#### DOCUMENT TEXT
Cow is cheapest milk and most common adulterant - ProGnosis Biotech

By Joseph James Whitworth contact

- Last updated on GMT

©iStock. ProGnosis Biotech tests for milk adulteration with lateral flow and ELISA kits
©iStock. ProGnosis Biotech tests for milk adulteration with lateral flow and ELISA kits

Related tags: Milk, Eu

Higher priced milk can be fraudulently adulterated with that of a lower price from other species like cow, according to ProGnosis Biotech.

The firm said the adulterant varies depending on region of the world with examples in India including water, calcium or urea while in Europe it is mostly different milk species.

“Commonly, cow milk is the cheapest milk, therefore the most common adulterant. Goat is a more expensive milk but in cases we want to have a pure sheep milk, then goat can be the adulterant.

It depends on the prerequisites set by the EU for a cheese to attain Protected Designation of Origin (PDO).

“It is a common trait of countries producing goat and sheep milk, such as Spain, France, Italy, Greece, Turkey, Portugal, etc. Especially in the EU, a PDO product has a certain added-value which is virtually undone by having different species' milk in your cheese.”

Detection and quantification

ProGnosis Biotech has tests for milk adulteration and ELISA kits to quantify adulteration.

Bio-Shield Cow is an ELISA test for detection of cow milk in sheep or goat milk and Bio-Shield Goat is an ELISA test to detect goat milk in sheep milk.

Bio-Shield Goat has a 0-50% calibration range while Bio-Shield Cow ELISA has a 0-40% calibration range and the coefficient variation (CV) in both cases is less than 6.5%.

#### REQUIRED TASKS
**1.** From the milk adulteration article, copy the part that opens with the words containing "Cow is cheapest" and closes with "different milk species.".
**2.** According to the milk adulteration article, why is cow milk the most common adulterant? Answer in one to three sentences.
**3.** Do the following statements agree with the milk adulteration article? For each, answer yes or no and quote the deciding words.
(a) In India, examples of adulterants include water, calcium or urea.
(b) Bio-Shield Goat detects goat milk in cow milk.
(c) Bio-Shield Cow ELISA has a 0-50% calibration range.

#### DATA LISTING
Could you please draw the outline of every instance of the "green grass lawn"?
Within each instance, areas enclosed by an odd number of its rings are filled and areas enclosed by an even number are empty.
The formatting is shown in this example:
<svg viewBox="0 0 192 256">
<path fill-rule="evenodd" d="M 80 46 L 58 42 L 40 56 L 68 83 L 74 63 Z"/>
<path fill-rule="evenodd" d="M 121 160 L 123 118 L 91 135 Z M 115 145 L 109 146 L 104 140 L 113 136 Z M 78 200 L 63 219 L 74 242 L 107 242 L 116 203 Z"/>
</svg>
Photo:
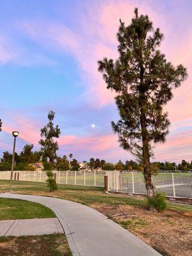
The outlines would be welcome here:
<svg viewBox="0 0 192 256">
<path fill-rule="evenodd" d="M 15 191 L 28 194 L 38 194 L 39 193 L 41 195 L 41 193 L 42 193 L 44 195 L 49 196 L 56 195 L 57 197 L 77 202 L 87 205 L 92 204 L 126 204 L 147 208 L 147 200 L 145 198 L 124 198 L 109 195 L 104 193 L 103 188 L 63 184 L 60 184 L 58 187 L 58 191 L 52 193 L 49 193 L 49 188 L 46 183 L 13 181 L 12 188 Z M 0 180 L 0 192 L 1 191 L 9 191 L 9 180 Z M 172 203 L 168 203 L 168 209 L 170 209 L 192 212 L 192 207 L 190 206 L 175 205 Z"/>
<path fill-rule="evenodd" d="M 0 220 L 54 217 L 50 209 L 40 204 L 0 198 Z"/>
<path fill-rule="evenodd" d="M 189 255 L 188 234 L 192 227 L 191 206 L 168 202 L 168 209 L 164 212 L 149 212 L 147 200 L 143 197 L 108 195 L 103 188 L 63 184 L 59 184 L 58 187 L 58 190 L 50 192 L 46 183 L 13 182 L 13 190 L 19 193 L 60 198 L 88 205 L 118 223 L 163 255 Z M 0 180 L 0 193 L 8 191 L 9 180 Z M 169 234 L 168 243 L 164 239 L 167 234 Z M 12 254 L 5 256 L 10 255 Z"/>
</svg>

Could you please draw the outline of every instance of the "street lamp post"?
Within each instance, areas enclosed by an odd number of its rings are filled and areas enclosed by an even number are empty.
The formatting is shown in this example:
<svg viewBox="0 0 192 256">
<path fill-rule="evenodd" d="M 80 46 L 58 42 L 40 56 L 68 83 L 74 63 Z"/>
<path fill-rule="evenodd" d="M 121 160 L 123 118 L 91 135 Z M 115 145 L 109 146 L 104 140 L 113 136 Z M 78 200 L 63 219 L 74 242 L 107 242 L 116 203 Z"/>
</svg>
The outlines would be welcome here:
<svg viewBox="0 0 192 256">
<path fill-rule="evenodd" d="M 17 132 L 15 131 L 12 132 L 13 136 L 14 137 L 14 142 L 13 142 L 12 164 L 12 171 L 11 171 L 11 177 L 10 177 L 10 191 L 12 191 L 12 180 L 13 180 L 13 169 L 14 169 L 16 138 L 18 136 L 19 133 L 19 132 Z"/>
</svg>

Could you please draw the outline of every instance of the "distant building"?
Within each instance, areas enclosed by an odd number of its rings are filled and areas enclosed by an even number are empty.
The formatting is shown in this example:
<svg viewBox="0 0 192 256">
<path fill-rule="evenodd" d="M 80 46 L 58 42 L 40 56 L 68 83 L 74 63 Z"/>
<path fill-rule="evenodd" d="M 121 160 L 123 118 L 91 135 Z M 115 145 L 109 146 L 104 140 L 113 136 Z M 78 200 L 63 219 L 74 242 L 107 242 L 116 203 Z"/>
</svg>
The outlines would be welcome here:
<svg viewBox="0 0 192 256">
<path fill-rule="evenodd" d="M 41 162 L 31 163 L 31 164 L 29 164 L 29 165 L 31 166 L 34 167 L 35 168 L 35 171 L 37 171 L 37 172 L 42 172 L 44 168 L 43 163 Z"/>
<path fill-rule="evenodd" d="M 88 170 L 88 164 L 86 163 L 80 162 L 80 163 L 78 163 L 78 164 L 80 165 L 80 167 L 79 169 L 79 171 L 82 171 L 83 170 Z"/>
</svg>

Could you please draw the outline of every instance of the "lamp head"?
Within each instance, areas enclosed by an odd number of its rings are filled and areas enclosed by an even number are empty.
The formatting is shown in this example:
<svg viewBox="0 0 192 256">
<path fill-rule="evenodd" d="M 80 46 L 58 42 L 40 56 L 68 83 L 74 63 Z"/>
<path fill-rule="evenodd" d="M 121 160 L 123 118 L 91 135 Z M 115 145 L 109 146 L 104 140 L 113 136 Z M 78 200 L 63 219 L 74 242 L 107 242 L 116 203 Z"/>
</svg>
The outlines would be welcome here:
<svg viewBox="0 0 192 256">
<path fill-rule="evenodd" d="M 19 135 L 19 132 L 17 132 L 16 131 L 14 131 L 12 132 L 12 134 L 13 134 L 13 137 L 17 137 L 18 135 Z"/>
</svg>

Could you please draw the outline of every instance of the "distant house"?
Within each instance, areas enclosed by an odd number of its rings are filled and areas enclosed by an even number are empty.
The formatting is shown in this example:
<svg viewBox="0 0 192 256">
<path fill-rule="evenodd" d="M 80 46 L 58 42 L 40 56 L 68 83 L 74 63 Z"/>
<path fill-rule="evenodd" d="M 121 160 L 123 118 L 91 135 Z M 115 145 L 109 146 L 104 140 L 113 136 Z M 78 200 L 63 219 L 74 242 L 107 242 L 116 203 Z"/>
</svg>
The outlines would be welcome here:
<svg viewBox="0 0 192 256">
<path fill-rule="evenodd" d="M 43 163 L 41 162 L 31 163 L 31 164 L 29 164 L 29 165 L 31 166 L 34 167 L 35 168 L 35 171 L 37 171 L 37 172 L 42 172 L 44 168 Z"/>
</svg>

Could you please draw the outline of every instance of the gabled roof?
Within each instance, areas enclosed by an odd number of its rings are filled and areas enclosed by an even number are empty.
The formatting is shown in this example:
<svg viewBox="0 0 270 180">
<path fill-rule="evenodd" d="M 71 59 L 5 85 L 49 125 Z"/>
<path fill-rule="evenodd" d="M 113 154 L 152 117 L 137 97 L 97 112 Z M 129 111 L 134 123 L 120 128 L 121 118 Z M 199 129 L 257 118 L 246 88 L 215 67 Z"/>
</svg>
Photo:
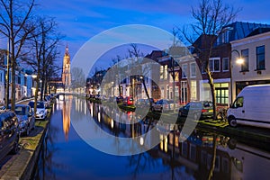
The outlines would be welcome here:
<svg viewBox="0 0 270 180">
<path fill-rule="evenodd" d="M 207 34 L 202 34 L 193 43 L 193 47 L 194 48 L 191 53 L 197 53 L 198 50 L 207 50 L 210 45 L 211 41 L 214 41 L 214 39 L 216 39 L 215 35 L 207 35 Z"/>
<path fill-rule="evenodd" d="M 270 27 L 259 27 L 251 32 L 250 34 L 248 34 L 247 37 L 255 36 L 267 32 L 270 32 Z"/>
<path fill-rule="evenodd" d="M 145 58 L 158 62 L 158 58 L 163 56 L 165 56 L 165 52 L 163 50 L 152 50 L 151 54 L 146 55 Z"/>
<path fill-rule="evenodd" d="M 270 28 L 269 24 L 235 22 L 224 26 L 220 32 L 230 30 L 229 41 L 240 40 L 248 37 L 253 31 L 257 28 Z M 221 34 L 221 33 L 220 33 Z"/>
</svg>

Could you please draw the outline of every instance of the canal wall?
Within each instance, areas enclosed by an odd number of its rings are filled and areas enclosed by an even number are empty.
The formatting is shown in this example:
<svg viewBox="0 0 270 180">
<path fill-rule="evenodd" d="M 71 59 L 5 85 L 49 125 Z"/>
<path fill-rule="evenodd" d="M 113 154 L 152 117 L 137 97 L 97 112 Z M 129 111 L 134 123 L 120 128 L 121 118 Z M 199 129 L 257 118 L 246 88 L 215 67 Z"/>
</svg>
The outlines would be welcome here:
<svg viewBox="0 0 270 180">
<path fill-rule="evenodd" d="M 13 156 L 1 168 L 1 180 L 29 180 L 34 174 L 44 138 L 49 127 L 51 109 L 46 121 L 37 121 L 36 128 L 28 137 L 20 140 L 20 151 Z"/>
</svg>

#### RESPONSES TO THE TASKS
**1.**
Cow is cheapest milk and most common adulterant - ProGnosis Biotech

By Joseph James Whitworth contact

- Last updated on GMT

©iStock. ProGnosis Biotech tests for milk adulteration with lateral flow and ELISA kits
©iStock. ProGnosis Biotech tests for milk adulteration with lateral flow and ELISA kits

Related tags: Milk, Eu

Higher priced milk can be fraudulently adulterated with that of a lower price from other species like cow, according to ProGnosis Biotech.

The firm said the adulterant varies depending on region of the world with examples in India including water, calcium or urea while in Europe it is mostly different milk species.

**2.** Cow milk is the most common adulterant because it is commonly the cheapest milk. Higher-priced milk can be fraudulently adulterated with lower-priced milk from other species, such as cow.

**3.**
(a) Yes: "examples in India including water, calcium or urea"
(b) No: "Bio-Shield Goat is an ELISA test to detect goat milk in sheep milk"
(c) No: "Bio-Shield Cow ELISA has a 0-40% calibration range"